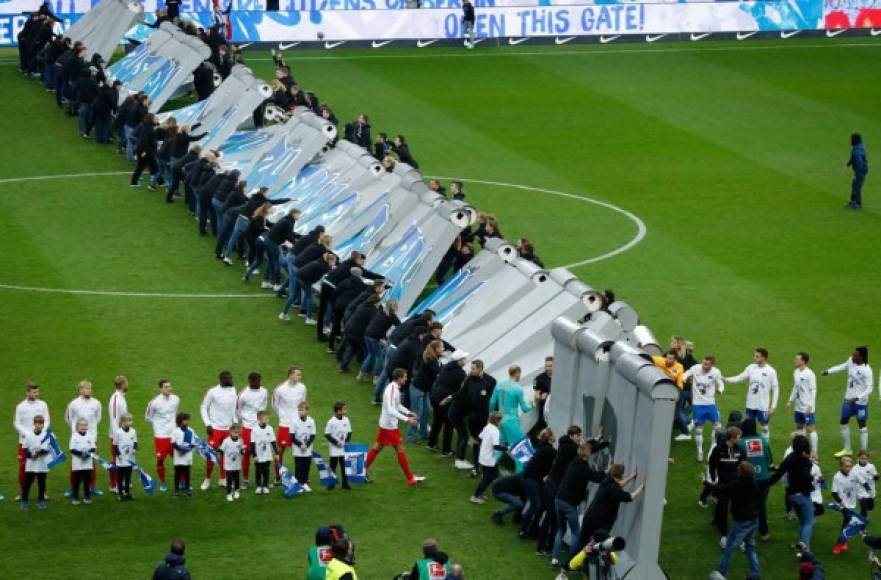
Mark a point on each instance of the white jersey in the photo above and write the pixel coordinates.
(847, 487)
(116, 408)
(303, 430)
(859, 380)
(867, 475)
(392, 409)
(32, 443)
(339, 430)
(764, 390)
(705, 384)
(232, 453)
(489, 440)
(285, 399)
(251, 401)
(24, 416)
(126, 443)
(185, 441)
(84, 408)
(81, 443)
(162, 414)
(804, 390)
(218, 408)
(262, 439)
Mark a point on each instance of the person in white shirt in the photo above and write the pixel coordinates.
(36, 450)
(856, 397)
(161, 413)
(706, 382)
(231, 451)
(24, 424)
(303, 437)
(183, 442)
(868, 475)
(125, 443)
(82, 446)
(338, 432)
(117, 406)
(490, 446)
(804, 398)
(263, 448)
(286, 398)
(218, 412)
(251, 401)
(84, 407)
(388, 434)
(764, 390)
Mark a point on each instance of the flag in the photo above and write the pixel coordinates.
(856, 523)
(522, 451)
(148, 482)
(103, 463)
(56, 455)
(325, 475)
(289, 483)
(355, 462)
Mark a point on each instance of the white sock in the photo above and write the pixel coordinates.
(845, 436)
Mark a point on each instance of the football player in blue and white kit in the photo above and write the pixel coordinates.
(706, 381)
(804, 399)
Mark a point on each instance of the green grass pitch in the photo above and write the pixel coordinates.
(732, 154)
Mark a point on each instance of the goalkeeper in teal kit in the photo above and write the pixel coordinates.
(508, 398)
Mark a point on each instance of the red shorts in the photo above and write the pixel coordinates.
(163, 447)
(388, 437)
(217, 437)
(283, 437)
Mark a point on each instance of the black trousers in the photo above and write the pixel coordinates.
(301, 469)
(124, 480)
(262, 470)
(334, 461)
(439, 420)
(233, 481)
(82, 477)
(29, 478)
(181, 478)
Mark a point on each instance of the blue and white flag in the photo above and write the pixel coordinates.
(148, 482)
(56, 454)
(325, 475)
(522, 451)
(103, 463)
(856, 523)
(355, 462)
(289, 483)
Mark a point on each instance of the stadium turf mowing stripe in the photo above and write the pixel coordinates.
(733, 158)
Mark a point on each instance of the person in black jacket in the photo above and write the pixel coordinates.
(375, 340)
(354, 328)
(448, 382)
(538, 467)
(145, 149)
(173, 568)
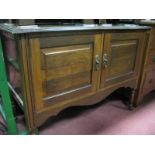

..........

• [Task description]:
Put the lines of all the items above into a numbered list, skipping any blank lines. Leave the pictures out of the list.

• [Exercise response]:
1. Mark a point on each instance of the white jersey in the photo above and write the pixel coordinates.
2. (847, 487)
3. (116, 408)
4. (303, 430)
5. (859, 380)
6. (867, 475)
7. (392, 409)
8. (32, 443)
9. (339, 430)
10. (764, 390)
11. (705, 384)
12. (232, 453)
13. (489, 440)
14. (285, 399)
15. (251, 401)
16. (24, 416)
17. (126, 443)
18. (185, 441)
19. (84, 408)
20. (81, 443)
21. (162, 414)
22. (804, 390)
23. (218, 408)
24. (262, 439)
25. Mark a point on each instance of the person in white shirt in the photo above and write the pixel coordinates.
26. (36, 450)
27. (856, 397)
28. (161, 413)
29. (706, 382)
30. (231, 451)
31. (24, 424)
32. (303, 437)
33. (183, 442)
34. (868, 475)
35. (125, 443)
36. (82, 446)
37. (338, 432)
38. (117, 406)
39. (490, 446)
40. (804, 398)
41. (263, 448)
42. (286, 398)
43. (218, 412)
44. (251, 401)
45. (84, 407)
46. (388, 434)
47. (764, 390)
48. Mark a point on each instance of the flag in the photo above and write the pixel coordinates.
49. (856, 523)
50. (522, 451)
51. (148, 482)
52. (103, 463)
53. (56, 455)
54. (325, 475)
55. (289, 483)
56. (355, 462)
57. Mark a point on each instance of the white sock in the photo above and write the pixel coordinates.
58. (845, 436)
59. Mark a point on each instance of the football player in blue and white kit in the photo above and write the pixel coordinates.
60. (706, 381)
61. (804, 399)
62. Mark a point on each instance of the green grass pitch in the photo above and write the pixel coordinates.
63. (732, 154)
64. Mark a point on each instance of the goalkeeper in teal kit in the photo above and write the pixel coordinates.
65. (508, 398)
66. Mark a point on each instance of the red shorts in the photo above and write the pixel coordinates.
67. (163, 447)
68. (388, 437)
69. (217, 437)
70. (283, 437)
71. Mark a point on each instance of the black trousers in the photo above and write the pixel coordinates.
72. (301, 469)
73. (124, 480)
74. (262, 470)
75. (334, 461)
76. (439, 420)
77. (233, 481)
78. (82, 477)
79. (29, 478)
80. (181, 478)
81. Mark a point on each instance of the blue and white flag in the photo above and write the pixel coordinates.
82. (148, 482)
83. (56, 454)
84. (325, 475)
85. (522, 451)
86. (103, 463)
87. (856, 523)
88. (355, 462)
89. (289, 483)
90. Mark a point on each instance of the stadium turf mowing stripe in the photo above and write the pixel coordinates.
91. (733, 158)
92. Mark a point on each instance of the person in black jacket in the photo above and write the pixel coordinates.
93. (375, 340)
94. (354, 328)
95. (448, 382)
96. (538, 467)
97. (145, 149)
98. (173, 568)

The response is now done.